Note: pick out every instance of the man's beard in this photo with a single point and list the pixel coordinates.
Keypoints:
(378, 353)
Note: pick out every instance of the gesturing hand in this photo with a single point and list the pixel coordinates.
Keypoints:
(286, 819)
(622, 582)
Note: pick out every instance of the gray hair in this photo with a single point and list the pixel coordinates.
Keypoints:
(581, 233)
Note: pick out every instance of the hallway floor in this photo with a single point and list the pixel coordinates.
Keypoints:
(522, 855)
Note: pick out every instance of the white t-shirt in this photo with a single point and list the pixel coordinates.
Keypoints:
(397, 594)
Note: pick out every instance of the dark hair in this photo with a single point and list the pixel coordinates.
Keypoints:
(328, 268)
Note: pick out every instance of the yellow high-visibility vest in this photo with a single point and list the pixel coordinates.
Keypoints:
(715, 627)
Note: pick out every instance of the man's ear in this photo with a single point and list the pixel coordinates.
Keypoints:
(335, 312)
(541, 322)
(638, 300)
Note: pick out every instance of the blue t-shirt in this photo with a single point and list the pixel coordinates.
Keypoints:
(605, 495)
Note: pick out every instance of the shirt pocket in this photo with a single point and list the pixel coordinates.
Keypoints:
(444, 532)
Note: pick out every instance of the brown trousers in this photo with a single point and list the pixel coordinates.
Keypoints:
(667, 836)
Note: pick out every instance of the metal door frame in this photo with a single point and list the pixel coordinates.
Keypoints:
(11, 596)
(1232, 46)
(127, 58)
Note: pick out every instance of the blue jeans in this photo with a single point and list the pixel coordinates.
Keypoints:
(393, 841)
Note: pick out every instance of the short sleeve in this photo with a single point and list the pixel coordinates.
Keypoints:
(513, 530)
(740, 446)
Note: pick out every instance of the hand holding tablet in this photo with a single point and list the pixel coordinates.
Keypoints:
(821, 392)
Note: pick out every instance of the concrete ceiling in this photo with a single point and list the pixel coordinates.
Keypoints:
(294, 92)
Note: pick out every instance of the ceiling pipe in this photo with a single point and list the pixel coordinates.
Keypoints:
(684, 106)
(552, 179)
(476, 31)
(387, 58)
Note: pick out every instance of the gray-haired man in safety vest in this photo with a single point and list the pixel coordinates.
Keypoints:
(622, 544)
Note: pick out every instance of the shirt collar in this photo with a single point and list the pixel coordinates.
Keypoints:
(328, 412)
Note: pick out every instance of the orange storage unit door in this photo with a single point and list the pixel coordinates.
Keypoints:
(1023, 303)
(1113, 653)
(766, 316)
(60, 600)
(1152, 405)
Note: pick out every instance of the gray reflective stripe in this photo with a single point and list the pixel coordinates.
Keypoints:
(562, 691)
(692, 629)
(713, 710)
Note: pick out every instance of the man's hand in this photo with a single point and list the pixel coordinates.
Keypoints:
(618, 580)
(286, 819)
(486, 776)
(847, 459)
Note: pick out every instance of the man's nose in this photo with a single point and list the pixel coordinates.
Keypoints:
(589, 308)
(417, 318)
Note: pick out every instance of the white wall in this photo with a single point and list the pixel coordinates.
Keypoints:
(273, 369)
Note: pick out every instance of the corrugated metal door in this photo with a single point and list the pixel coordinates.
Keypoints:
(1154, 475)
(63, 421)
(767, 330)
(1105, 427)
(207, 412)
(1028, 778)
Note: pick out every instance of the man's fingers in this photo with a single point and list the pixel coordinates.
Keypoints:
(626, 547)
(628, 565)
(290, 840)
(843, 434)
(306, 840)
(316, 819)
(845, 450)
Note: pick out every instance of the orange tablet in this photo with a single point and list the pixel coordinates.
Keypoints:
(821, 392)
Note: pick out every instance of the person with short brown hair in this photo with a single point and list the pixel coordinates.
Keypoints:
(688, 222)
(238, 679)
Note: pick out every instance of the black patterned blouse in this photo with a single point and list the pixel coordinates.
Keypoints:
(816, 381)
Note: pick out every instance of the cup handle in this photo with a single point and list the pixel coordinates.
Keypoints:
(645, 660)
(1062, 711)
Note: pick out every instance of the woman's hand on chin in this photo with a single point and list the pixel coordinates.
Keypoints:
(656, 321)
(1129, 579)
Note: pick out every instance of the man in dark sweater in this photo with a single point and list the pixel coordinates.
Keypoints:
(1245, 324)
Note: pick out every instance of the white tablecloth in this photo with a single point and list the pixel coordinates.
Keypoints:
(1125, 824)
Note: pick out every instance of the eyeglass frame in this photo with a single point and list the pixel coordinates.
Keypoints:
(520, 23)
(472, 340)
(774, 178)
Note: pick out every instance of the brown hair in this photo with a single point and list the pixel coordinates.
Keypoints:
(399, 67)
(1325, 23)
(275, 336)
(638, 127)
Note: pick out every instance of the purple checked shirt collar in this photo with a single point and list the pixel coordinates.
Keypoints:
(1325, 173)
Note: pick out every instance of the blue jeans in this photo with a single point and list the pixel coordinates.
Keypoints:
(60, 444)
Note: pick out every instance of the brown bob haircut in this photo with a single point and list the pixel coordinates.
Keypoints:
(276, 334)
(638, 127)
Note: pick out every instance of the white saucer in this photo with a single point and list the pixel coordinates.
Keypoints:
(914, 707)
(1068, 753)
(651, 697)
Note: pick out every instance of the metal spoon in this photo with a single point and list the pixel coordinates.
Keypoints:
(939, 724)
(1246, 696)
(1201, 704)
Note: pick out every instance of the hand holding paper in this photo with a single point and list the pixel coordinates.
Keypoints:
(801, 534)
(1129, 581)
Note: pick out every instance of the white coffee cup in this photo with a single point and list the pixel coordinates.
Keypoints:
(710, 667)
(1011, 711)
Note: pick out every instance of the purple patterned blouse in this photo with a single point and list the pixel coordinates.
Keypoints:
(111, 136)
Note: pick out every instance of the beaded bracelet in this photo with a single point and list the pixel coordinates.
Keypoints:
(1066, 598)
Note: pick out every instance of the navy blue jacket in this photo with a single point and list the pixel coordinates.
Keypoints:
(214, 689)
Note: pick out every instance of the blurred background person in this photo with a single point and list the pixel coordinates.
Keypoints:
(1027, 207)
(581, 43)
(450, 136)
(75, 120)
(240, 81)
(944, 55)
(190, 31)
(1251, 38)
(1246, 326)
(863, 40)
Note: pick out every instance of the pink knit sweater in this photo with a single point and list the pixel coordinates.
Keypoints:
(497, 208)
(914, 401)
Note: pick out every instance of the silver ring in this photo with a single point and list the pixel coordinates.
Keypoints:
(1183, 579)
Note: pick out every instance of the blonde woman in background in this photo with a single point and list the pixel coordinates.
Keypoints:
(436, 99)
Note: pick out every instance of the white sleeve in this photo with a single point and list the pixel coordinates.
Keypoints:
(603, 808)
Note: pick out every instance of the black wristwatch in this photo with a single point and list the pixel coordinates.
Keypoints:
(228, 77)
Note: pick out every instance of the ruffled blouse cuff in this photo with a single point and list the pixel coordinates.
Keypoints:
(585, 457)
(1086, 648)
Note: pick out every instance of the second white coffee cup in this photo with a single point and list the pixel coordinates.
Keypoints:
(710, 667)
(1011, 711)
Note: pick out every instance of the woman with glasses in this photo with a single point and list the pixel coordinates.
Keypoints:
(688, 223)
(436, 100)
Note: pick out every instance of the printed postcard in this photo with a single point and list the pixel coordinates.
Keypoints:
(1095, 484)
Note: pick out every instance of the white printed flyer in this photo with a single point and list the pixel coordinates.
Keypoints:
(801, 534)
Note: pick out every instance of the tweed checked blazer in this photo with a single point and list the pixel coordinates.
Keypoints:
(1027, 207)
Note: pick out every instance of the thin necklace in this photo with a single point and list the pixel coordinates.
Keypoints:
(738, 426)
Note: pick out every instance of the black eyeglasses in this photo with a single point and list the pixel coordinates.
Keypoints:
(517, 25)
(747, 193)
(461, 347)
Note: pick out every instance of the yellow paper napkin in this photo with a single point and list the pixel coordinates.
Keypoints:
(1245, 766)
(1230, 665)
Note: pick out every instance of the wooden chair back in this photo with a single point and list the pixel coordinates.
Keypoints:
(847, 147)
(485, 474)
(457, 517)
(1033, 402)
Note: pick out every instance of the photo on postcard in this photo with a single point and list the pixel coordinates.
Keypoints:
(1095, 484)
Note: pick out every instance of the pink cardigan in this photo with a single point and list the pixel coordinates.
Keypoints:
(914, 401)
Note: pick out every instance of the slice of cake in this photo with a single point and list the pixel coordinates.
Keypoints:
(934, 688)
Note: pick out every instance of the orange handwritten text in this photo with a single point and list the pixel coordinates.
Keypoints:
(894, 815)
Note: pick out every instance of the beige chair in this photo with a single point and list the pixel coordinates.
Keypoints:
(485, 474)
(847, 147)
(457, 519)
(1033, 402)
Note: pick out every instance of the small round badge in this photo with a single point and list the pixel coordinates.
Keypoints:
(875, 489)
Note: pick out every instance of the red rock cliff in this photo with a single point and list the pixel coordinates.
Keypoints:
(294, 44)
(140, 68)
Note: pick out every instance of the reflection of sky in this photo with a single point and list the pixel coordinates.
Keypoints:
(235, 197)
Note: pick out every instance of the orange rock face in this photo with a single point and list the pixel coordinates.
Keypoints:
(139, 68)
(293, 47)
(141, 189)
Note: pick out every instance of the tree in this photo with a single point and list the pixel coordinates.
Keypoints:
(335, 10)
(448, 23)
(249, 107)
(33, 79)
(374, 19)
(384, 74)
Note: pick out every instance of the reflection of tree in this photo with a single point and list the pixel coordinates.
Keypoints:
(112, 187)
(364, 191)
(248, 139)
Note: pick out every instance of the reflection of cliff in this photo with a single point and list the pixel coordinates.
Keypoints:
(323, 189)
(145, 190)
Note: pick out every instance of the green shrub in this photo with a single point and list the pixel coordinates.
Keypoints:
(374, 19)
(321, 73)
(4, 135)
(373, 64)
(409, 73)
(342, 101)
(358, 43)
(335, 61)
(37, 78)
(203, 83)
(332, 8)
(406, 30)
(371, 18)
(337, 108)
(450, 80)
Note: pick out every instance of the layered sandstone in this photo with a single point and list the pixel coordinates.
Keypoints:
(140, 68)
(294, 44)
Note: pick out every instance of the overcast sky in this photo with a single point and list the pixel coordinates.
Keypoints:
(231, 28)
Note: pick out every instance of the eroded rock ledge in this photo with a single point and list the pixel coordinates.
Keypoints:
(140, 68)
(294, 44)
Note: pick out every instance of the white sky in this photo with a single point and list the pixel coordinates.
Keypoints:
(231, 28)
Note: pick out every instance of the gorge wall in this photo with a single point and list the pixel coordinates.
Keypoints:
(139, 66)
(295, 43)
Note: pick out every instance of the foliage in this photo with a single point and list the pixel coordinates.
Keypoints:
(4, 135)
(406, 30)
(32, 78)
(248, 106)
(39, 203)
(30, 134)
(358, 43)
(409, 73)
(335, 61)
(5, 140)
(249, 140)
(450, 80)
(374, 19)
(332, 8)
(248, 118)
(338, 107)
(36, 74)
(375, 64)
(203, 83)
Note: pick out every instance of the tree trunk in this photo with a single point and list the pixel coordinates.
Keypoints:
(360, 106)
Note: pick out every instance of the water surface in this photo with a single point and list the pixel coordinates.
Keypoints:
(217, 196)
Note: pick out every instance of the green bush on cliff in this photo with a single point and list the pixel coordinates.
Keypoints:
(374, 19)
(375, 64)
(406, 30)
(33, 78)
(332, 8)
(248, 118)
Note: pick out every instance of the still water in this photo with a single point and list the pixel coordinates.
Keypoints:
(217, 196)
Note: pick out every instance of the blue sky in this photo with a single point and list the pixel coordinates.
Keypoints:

_WORK TO BE COMPLETED_
Search the data and copy each line containing "yellow".

_FINAL ANSWER_
Note: pick out every instance of the yellow high-visibility vest in this photo with a single point and list the pixel coordinates.
Note: pick out every instance of the yellow paper napkin in this photo with a single point and list the pixel coordinates.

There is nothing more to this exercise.